» REQUIRED WORK
The data below should be duplicated in full, unchanged.

[Referring expression data]
○ ○ ○ ○ ○

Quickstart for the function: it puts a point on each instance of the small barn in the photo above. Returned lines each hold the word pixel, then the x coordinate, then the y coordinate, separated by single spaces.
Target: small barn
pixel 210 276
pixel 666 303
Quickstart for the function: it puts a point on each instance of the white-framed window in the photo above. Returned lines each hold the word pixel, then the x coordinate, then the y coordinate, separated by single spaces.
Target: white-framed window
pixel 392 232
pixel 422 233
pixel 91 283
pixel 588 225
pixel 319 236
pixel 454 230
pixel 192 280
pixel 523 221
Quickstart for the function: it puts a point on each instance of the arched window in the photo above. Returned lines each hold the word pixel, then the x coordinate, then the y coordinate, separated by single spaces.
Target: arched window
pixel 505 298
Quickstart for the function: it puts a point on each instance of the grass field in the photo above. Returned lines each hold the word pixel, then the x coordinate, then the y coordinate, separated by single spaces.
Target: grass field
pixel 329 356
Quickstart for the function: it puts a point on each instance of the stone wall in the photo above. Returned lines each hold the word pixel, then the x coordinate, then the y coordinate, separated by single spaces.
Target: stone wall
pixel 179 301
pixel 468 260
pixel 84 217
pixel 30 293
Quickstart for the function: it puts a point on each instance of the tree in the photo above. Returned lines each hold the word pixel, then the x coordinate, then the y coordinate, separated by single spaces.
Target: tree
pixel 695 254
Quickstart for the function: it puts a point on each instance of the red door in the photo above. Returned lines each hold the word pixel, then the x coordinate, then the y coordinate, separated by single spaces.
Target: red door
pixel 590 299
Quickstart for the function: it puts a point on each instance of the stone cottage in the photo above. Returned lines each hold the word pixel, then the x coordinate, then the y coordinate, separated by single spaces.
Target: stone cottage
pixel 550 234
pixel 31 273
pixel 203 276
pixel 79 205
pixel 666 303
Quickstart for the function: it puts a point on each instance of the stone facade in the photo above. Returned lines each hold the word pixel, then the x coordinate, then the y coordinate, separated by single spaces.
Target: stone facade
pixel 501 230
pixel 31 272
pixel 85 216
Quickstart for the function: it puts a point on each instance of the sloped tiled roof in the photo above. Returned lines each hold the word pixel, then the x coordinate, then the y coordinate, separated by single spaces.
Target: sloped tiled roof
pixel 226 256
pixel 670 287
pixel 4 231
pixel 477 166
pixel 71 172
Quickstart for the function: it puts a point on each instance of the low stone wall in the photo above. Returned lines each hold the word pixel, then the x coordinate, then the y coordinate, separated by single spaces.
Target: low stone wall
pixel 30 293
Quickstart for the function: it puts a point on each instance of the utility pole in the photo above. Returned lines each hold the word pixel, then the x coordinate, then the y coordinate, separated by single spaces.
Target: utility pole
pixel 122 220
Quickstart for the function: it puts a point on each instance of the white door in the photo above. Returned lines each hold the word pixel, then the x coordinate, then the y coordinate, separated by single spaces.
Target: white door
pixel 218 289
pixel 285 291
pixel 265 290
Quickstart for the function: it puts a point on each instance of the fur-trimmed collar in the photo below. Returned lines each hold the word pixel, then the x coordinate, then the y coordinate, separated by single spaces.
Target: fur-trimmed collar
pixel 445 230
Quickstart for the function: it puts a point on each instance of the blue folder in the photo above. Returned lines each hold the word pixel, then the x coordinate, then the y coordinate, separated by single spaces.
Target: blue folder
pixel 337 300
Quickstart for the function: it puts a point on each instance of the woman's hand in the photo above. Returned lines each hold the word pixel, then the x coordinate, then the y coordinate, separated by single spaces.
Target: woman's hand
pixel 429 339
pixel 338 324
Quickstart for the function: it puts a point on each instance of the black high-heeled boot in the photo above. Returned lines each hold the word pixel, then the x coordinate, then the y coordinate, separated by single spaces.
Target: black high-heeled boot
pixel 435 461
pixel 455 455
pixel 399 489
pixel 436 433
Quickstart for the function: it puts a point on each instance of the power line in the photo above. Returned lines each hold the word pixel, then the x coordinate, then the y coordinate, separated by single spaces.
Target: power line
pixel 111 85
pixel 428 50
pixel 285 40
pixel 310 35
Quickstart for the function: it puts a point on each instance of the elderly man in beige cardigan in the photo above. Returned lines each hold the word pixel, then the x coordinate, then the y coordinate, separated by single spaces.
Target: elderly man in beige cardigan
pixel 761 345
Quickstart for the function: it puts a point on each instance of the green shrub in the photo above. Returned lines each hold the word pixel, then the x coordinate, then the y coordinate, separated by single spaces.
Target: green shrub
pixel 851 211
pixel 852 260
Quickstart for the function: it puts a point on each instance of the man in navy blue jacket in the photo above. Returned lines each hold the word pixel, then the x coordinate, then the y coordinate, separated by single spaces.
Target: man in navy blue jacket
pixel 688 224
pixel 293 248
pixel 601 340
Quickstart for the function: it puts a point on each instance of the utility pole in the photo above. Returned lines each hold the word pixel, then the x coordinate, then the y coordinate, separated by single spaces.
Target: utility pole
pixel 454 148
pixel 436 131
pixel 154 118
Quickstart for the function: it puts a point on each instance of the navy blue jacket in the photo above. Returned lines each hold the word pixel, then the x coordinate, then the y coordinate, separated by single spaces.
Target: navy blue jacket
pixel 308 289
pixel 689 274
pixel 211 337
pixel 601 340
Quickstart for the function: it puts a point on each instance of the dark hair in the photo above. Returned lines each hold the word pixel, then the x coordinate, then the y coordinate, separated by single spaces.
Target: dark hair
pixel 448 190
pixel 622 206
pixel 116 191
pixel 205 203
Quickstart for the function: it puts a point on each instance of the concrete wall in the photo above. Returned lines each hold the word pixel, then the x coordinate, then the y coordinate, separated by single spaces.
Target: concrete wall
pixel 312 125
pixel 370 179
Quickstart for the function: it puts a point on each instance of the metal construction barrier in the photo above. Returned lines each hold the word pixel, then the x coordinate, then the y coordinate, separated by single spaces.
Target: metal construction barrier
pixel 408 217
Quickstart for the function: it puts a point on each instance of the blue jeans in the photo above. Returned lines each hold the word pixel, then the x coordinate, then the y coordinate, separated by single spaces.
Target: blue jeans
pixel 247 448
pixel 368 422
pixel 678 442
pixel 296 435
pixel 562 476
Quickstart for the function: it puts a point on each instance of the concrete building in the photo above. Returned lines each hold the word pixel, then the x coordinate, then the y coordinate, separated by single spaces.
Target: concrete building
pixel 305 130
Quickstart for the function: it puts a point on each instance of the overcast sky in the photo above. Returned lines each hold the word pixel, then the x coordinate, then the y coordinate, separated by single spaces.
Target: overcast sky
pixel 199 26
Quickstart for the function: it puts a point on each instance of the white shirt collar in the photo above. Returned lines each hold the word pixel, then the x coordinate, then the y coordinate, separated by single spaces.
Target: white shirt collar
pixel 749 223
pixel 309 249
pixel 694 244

○ ○ ○ ○ ○

» RESPONSE TO THE TASK
Quickstart for the function: it puts a point on each instance of the small barn in the photo above. Returned lines each hold the word pixel, then the x coordinate, then the y coordinate, separated by single spaces.
Target: small barn
pixel 210 276
pixel 666 303
Quickstart for the function: it puts a point on each instance of the white-framed window in the photo above. Returned lines each hold the word pixel, then the x coordinate, then the y coordinate, separated by single spaces.
Target: white-framed window
pixel 392 232
pixel 422 233
pixel 91 283
pixel 588 225
pixel 319 236
pixel 454 230
pixel 192 280
pixel 523 221
Quickstart for the function: it puts a point on each instance of the arched window in the photo above. Returned lines each hold the word pixel, then the x coordinate, then the y coordinate, separated by single spaces.
Target: arched window
pixel 505 298
Quickstart for the function: it puts a point on each instance of the grass field in the photo above. Returned lines each hold the word pixel, then the x coordinate, then the y coordinate, separated by single spaces.
Target: grass field
pixel 329 356
Quickstart for the function: it puts a point on each instance of the stone wall in the photo above. Returned lines each hold the word pixel, then the x coordinate, then the y coordinate, separated by single spaces.
Target: stone wall
pixel 179 301
pixel 468 260
pixel 84 217
pixel 30 293
Quickstart for the function: it puts a point on each instance of the tree in the photo above. Returned lines each hold the word pixel, then the x coordinate, then the y coordinate, separated by single spaces.
Target: tree
pixel 695 254
Quickstart for the function: it puts a point on each instance of the red door in the photo above. Returned lines each hold the word pixel, then the x coordinate, then the y coordinate, separated by single spaces.
Target: red door
pixel 590 299
Quickstart for the function: it puts a point on each instance of the stone cottage in the photo above. Returned lines each hold the word pixel, then the x coordinate, then the y coordinate, separated by single spaces.
Target: stone cottage
pixel 550 234
pixel 31 273
pixel 203 276
pixel 79 205
pixel 666 303
Quickstart for the function: it puts a point on each instance of the stone facade in the photo above. Returned lines each hold the word pixel, then the x coordinate, then the y coordinate, separated by single spaces.
Target: stone facade
pixel 501 230
pixel 31 272
pixel 85 216
Quickstart for the function: it puts a point on each instance of the sloped tiled roof in the photo above. Returned lines each hold the word pixel, then the x coordinate, then the y coordinate, separated by single spaces.
Target: sloped tiled roof
pixel 226 256
pixel 670 287
pixel 4 231
pixel 477 166
pixel 71 172
Quickstart for the function: it puts a point on each instance of the low stone wall in the photo above. Returned lines each hold the word pixel, then the x coordinate, then the y coordinate, separated by single spaces.
Target: low stone wall
pixel 30 293
Quickstart for the function: it puts a point on each instance of the utility pole in the photo above. Returned lines each hold the word pixel, then the x coordinate, then the y coordinate, separated by single spaces.
Target: utility pole
pixel 122 220
Quickstart for the function: it puts a point on each instance of the white door in the photo above. Returned lines each hold the word pixel, then the x coordinate, then the y coordinate, separated by single spaces.
Target: white door
pixel 218 289
pixel 285 291
pixel 265 290
Quickstart for the function: it puts a point on each instance of the fur-trimmed collar in the photo below. Returned lines each hold the word pixel, then the x coordinate, then the y coordinate, separated by single spaces.
Target: fur-trimmed collar
pixel 445 230
Quickstart for the function: it puts a point on each instance of the blue folder in the photo above. Returned lines each hold the word pixel, then the x coordinate, then the y coordinate, separated by single spaces.
Target: blue folder
pixel 337 300
Quickstart for the function: it puts a point on each instance of the woman's hand in the photo above. Returned lines each hold the word pixel, then the x coordinate, then the y coordinate, separated by single spaces.
Target: woman's hand
pixel 429 339
pixel 338 324
Quickstart for the function: it puts a point on each instance of the black high-heeled boot in the photo above. Returned lines each hold the word pixel, then the x coordinate, then the y coordinate, separated by single spaces.
Target: black high-heeled boot
pixel 435 461
pixel 455 455
pixel 399 489
pixel 436 433
Quickstart for the function: it puts a point on each instance of the power line in the photo above. Returned lines each hold the word pixel, then the x coordinate, then the y coordinate, separated by single spaces.
Target: power line
pixel 111 85
pixel 428 50
pixel 285 40
pixel 310 35
Quickstart for the function: it puts a point on each instance of the elderly man in beige cardigan in the photo above. Returned lines each hold the word pixel, then the x coordinate, then the y coordinate, separated by single spaces.
Target: elderly man in beige cardigan
pixel 761 345
Quickstart for the function: it puts a point on each instance of the green shrub in the photo above. Returned lines each hold the word pixel, then the x coordinate, then the y coordinate, separated by single spaces.
Target: green shrub
pixel 851 211
pixel 852 260
Quickstart for the function: it puts a point on each instance of the man in navy blue jacket in the photo above. Returned lines each hold the word pixel, then the x coordinate, then the y coordinate, separated by single spaces.
Target: man in navy blue jacket
pixel 688 224
pixel 293 248
pixel 601 340
Quickstart for the function: it puts a point on each instance of the utility pole in the photo above. Returned lines each hold the word pixel, then the x coordinate, then the y coordinate, separated by single spaces.
Target: utility pole
pixel 454 148
pixel 436 131
pixel 154 118
Quickstart for the function: it puts a point on each instance of the navy blue jacket in the photo above. Returned lines each hold the word pixel, then the x coordinate, then the y coordinate, separated by single spaces.
Target: navy blue jacket
pixel 308 289
pixel 689 274
pixel 211 337
pixel 601 340
Quickstart for the function: it puts a point on each instance of the dark hair in the photo above. Returned lines each hold the word pixel, then the x coordinate, then the y coordinate, separated by single spaces.
Target: dark hair
pixel 448 190
pixel 622 206
pixel 116 191
pixel 205 203
Quickstart for the function: it puts a point on each instance of the concrete wall in the photo above. Returned lines each hold the word pixel, then the x coordinate, then the y coordinate, separated by single spaces.
Target: concrete wall
pixel 312 125
pixel 370 179
Quickstart for the function: it puts a point on each instance of the metal construction barrier in the photo above. Returned lines each hold the word pixel, then the x coordinate, then the y coordinate, separated by single spaces.
Target: metal construction barrier
pixel 408 217
Quickstart for the function: it puts a point on each instance of the blue jeans in the photo above. Returned lines each hold the word pixel, then the x coordinate, then the y coordinate, separated by single spaces.
Target: blue jeans
pixel 247 448
pixel 368 422
pixel 678 442
pixel 296 435
pixel 562 476
Quickstart for the function: it puts a point on each instance of the concrete building in the photo above. Returned lines each hold the word pixel, then the x coordinate, then the y coordinate, separated by single spaces.
Target: concrete building
pixel 305 130
Quickstart for the function: it puts a point on each instance of the overcast sky in the photo above. Returned lines each hold the word pixel, then the x coordinate, then the y coordinate, separated by single spaces.
Target: overcast sky
pixel 199 26
Quickstart for the function: it puts a point on each instance of the white shirt collar in the photo above. Returned lines each hold the word pixel, then the x coordinate, then the y coordinate, separated by single spaces.
Target: white shirt collar
pixel 749 223
pixel 309 249
pixel 694 244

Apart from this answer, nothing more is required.